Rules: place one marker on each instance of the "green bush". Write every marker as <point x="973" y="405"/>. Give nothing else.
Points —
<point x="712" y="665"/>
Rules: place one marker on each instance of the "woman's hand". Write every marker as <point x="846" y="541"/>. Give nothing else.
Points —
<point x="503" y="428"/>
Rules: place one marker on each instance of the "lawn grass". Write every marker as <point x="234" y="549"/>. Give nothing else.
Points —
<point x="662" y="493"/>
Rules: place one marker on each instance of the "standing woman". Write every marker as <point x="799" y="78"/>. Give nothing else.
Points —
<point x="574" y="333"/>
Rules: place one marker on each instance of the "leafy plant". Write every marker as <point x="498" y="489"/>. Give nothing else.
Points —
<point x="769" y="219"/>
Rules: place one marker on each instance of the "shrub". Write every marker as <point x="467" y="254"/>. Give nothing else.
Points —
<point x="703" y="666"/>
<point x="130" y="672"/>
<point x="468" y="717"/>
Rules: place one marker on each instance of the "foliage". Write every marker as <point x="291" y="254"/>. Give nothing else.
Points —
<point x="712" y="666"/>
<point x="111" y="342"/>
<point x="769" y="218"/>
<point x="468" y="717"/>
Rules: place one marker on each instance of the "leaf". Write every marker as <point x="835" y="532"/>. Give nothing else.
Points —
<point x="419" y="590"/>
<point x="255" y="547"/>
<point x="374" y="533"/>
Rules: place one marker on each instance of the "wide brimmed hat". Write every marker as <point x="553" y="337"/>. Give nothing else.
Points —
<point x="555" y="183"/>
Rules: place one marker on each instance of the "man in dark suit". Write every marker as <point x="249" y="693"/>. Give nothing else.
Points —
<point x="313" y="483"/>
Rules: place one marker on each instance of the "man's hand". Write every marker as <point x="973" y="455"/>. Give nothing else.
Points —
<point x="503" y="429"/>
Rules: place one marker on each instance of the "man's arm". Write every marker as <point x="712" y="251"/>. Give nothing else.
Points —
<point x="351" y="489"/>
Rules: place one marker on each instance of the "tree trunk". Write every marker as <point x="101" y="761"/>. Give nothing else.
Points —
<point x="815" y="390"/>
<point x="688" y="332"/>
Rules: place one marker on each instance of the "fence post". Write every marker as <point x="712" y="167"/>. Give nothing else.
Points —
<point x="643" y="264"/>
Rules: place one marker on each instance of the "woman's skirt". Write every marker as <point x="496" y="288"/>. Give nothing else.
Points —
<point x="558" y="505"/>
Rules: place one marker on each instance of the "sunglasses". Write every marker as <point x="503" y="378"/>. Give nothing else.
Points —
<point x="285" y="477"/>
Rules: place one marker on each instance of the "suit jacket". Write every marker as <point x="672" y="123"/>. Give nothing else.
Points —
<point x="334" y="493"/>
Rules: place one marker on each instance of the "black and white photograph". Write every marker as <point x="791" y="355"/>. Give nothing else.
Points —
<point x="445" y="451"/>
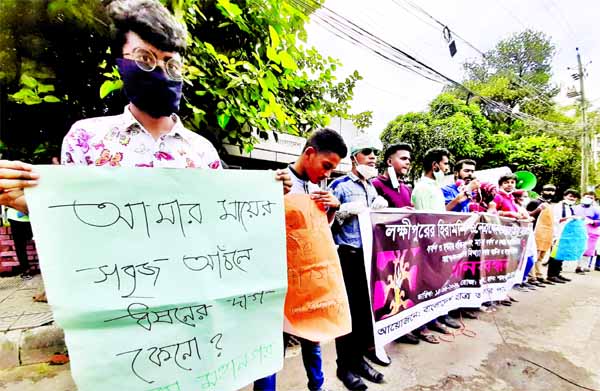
_ _ _ _
Do this: Identify each line in the entries above that contains the string "woman" and copy every such line in full.

Full response:
Rules: place one marker on each instance of the "woman's hand". Write every marker as <point x="846" y="541"/>. Give nothing else.
Rules: place one marker on each instance of the "standing woman". Write every marker as <point x="799" y="78"/>. Give nothing else.
Rules: place one marker on each instance of the "woman's skirt". Write every marker as <point x="496" y="288"/>. Give nothing else.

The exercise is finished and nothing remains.